Text:
***
In November 2018, Jackson easily won the general election in the heavily Democratic district with 89% of the vote, becoming the first Muslim state senator. In the Senate, Jackson is serving as Chairman of Committee on Cities.

=== 2020 campaign ===
In 2020, Jackson ran for re-election to the New York State Senate. In the June 23 Democratic primary, he defeated Tirso Santiago Pina with 84.0% of the vote, 30,443 to 5,653. Jackson then won the November 3 general election over Republican Melinda Crump with 88.4% of the vote, receiving 107,072 votes to Crump's 13,961.

=== 2022 campaign ===
In 2022, Jackson ran for re-election in the 31st State Senate district. In the August 23 Democratic primary, he defeated Angel Vasquez, Francesca Castellanos, and Ruben D. Vargas, winning 58.0% of the vote with 10,478 votes; Vasquez received 5,900 votes, Castellanos 896, and Vargas 733. In the November 8 general election, Jackson defeated Republican Donald Skinner with 85.1% of the vote, 42,110 to 7,277.

=== 2024 campaign ===
In 2024, Jackson again sought re-election to the New York State Senate. The Democratic primary was canceled, and he advanced to the general election. In the November 5 general election, Jackson won re-election with 99.3% of the vote, receiving 70,294 votes; write-in votes accounted for the remaining 476 votes.
***
Data listing:
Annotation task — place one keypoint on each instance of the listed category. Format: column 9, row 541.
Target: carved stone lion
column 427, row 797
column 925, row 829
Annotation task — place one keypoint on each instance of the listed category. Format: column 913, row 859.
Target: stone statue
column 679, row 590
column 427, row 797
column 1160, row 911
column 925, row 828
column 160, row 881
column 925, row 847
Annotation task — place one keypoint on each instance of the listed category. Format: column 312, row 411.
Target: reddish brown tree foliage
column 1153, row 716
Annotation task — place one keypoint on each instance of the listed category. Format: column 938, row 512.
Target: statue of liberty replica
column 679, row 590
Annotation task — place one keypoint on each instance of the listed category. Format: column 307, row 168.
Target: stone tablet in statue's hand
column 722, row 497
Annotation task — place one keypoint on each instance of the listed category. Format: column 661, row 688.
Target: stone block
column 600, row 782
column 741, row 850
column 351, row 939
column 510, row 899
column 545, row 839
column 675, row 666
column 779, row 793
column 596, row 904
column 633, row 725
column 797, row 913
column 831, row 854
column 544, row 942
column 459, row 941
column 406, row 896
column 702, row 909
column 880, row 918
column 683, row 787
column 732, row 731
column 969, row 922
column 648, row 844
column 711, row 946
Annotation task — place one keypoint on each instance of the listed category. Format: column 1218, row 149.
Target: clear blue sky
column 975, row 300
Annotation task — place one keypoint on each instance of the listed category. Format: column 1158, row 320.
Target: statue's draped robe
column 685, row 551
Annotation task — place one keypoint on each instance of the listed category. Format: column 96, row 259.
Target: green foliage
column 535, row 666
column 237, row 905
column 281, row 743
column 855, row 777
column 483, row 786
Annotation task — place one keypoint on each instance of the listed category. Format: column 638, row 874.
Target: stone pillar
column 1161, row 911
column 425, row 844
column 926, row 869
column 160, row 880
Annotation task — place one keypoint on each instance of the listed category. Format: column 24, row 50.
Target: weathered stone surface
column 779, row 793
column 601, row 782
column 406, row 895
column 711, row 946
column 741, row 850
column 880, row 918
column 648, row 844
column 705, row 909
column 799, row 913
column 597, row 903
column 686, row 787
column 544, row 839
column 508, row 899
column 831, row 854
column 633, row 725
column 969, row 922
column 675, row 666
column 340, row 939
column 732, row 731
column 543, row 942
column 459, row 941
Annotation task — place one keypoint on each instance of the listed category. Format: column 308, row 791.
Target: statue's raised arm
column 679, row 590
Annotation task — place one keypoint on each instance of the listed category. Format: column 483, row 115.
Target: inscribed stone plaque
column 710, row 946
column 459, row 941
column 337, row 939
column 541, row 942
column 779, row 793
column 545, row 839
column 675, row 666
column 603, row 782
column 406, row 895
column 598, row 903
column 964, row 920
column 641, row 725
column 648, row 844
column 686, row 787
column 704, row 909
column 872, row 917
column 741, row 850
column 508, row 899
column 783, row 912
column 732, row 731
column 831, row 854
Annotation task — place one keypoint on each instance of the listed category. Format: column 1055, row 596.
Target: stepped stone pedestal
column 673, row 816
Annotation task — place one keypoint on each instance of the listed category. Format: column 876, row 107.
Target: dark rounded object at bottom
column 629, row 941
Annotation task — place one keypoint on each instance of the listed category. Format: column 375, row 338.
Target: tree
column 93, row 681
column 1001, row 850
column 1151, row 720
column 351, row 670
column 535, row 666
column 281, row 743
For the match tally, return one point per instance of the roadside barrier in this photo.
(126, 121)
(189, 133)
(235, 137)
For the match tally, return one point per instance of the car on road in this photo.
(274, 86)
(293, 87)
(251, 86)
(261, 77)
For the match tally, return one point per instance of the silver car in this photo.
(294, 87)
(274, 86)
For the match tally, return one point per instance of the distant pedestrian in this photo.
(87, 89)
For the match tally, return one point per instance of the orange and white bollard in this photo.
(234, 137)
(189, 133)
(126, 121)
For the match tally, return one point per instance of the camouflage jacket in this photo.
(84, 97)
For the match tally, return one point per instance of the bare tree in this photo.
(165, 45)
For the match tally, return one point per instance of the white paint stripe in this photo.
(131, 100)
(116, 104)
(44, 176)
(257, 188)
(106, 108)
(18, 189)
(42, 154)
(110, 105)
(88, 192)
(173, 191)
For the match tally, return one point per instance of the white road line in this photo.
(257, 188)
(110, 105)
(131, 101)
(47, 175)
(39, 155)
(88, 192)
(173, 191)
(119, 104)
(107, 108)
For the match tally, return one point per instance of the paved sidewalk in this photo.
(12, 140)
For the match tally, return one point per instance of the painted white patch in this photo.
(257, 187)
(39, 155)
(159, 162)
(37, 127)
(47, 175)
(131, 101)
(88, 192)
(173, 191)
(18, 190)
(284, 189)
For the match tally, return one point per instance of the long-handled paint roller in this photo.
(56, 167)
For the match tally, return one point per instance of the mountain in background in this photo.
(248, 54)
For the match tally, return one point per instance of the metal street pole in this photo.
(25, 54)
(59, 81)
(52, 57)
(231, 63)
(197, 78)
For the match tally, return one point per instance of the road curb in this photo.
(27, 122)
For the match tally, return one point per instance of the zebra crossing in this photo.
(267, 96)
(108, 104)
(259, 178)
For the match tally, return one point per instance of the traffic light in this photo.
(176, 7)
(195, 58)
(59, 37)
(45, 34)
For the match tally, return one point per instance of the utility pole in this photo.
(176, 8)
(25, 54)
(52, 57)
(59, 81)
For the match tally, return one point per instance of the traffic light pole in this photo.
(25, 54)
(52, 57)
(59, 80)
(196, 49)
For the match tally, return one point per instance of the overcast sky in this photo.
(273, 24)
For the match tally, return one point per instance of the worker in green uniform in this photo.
***
What this exercise asks:
1: Extract the passage of the text on Jackson's Senate campaigns from "In November 2018, Jackson" to "Committee on Cities.", word for word.
2: According to the text on Jackson's Senate campaigns, who was his Republican opponent in the November 3, 2020 general election?
The records are separate material and have no connection to the text on Jackson's Senate campaigns.

Solved tasks:
1:
In November 2018, Jackson easily won the general election in the heavily Democratic district with 89% of the vote, becoming the first Muslim state senator. In the Senate, Jackson is serving as Chairman of Committee on Cities.

2: Melinda Crump